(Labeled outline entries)
====

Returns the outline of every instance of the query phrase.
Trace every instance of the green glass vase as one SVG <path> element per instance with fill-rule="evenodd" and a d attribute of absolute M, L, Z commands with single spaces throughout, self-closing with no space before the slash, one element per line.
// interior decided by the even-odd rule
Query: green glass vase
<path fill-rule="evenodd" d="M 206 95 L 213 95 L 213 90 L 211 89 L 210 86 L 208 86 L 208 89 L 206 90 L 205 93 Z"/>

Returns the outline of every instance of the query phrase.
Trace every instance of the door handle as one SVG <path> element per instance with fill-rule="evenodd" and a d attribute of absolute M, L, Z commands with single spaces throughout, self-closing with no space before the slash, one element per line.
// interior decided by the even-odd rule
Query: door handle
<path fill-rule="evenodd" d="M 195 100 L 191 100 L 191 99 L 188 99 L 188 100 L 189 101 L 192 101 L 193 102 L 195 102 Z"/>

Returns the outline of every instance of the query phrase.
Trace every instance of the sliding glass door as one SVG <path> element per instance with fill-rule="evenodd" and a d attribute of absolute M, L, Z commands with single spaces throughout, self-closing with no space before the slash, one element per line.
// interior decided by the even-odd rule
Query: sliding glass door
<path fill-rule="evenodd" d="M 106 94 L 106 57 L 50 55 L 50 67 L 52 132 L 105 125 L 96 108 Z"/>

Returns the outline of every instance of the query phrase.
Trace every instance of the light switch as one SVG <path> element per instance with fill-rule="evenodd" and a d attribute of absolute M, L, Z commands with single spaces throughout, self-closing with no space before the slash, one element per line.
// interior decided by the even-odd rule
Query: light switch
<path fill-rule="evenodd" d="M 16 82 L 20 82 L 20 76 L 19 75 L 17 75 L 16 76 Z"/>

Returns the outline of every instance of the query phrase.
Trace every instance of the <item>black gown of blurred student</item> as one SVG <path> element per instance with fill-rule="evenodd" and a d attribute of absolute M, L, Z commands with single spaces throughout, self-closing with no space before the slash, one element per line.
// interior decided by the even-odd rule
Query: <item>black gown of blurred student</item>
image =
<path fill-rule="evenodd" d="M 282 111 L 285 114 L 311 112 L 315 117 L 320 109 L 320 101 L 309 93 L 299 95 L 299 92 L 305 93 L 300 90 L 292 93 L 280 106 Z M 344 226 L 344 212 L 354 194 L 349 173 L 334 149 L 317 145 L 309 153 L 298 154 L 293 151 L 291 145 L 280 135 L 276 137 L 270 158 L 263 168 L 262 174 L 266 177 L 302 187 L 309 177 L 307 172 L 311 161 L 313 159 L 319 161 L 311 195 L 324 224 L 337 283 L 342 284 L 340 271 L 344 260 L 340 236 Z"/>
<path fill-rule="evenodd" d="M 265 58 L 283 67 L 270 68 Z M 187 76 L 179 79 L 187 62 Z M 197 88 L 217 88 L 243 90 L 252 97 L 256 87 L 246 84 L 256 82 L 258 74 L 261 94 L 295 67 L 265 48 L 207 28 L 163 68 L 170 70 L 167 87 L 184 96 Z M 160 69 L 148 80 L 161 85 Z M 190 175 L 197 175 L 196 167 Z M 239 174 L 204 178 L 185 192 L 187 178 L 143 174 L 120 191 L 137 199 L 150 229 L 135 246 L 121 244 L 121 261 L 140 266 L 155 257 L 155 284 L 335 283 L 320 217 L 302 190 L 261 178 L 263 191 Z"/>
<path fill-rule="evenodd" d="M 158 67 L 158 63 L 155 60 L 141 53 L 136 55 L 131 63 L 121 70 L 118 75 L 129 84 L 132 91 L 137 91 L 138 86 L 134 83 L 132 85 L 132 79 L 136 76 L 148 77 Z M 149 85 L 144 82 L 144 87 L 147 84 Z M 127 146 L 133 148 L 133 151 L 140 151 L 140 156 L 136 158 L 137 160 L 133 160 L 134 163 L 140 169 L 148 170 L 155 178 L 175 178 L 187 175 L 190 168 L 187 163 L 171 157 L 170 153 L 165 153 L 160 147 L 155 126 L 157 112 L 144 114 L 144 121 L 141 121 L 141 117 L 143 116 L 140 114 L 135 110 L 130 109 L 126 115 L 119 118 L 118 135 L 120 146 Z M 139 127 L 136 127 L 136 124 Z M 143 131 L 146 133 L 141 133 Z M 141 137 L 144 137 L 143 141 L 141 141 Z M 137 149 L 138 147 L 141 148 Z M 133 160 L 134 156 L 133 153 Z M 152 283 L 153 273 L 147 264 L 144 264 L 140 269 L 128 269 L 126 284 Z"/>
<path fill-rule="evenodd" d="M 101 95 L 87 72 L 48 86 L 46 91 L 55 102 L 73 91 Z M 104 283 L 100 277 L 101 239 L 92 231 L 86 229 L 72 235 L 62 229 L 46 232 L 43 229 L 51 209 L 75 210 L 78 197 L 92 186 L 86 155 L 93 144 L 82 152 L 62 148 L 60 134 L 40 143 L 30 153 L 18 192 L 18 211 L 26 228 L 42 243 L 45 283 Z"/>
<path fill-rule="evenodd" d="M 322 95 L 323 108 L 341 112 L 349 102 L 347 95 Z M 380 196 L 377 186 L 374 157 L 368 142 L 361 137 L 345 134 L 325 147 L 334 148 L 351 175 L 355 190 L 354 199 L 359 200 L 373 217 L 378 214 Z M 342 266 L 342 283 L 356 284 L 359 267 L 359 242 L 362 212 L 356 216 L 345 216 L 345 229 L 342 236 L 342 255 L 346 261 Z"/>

====

### Instructions to follow
Please reproduce the records above word for word, from their very first line through the line containing "206 95 L 213", both ends included.

### Solution for this exercise
Returns the outline of every instance of the query phrase.
Trace every instance of the green glass vase as one SVG <path> element per instance with fill-rule="evenodd" and a d attribute of absolute M, L, Z commands with single spaces throughout, self-closing with no space before the slash, one element per line.
// interior decided by the even-odd rule
Query: green glass vase
<path fill-rule="evenodd" d="M 206 95 L 213 95 L 213 90 L 211 89 L 210 86 L 208 86 L 208 89 L 206 90 L 205 93 Z"/>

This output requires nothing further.